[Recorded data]
──────────

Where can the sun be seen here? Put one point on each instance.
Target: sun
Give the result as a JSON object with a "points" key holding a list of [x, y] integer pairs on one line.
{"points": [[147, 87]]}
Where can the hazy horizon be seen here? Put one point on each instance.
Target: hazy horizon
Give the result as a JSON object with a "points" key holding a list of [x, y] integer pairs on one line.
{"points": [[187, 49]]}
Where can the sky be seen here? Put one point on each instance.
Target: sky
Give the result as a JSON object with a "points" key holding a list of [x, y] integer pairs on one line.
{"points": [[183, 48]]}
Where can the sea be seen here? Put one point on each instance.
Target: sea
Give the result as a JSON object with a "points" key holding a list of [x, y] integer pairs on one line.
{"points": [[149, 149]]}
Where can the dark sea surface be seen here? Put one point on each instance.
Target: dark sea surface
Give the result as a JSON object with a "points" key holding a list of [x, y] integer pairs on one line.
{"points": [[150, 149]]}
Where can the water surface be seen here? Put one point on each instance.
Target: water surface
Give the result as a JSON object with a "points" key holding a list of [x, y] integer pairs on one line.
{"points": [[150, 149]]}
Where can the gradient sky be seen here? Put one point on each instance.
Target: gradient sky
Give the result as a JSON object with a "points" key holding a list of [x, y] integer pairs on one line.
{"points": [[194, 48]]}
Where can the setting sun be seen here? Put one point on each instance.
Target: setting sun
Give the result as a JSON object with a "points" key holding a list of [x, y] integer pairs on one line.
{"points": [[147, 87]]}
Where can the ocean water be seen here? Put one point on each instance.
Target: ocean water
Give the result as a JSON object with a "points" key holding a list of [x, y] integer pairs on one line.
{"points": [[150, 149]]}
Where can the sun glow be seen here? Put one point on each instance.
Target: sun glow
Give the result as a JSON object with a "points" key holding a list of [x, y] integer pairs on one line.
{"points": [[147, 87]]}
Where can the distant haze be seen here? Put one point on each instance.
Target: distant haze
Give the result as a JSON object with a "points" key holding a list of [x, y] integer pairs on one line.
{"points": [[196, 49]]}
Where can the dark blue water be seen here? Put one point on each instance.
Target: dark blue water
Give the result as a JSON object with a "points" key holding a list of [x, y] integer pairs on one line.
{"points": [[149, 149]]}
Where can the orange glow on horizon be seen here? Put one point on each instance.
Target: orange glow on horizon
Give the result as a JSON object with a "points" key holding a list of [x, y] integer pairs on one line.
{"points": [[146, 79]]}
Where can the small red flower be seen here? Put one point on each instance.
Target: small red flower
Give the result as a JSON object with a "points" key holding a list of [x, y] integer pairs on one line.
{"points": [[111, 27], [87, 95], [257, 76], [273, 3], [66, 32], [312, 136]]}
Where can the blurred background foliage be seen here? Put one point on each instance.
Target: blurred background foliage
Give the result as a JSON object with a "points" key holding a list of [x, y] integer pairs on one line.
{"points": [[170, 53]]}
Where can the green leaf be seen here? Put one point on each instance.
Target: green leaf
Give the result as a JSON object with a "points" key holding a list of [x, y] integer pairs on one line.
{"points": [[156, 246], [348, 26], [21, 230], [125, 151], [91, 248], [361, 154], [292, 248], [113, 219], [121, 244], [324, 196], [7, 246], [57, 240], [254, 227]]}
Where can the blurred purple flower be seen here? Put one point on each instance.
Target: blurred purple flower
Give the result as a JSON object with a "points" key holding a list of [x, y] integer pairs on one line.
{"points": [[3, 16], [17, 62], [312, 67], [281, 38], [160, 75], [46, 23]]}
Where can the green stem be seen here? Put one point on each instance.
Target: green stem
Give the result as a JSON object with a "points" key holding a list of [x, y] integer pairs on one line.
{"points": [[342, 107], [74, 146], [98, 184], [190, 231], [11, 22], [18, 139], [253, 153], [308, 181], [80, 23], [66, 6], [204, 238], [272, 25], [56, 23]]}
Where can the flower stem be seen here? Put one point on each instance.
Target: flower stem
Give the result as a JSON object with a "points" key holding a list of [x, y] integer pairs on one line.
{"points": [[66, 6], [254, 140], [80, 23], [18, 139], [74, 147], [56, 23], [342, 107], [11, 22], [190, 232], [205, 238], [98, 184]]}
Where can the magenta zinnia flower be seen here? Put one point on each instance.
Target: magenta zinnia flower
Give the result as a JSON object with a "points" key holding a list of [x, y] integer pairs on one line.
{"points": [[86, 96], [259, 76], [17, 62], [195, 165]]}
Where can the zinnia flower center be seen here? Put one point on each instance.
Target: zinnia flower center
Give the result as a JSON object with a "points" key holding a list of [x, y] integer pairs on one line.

──────────

The problem:
Among the records above, find each line holding the string "orange" and pull it out.

Written answer:
Where can the orange glow on horizon be seen here? Put one point on each instance.
Target: orange glow on horizon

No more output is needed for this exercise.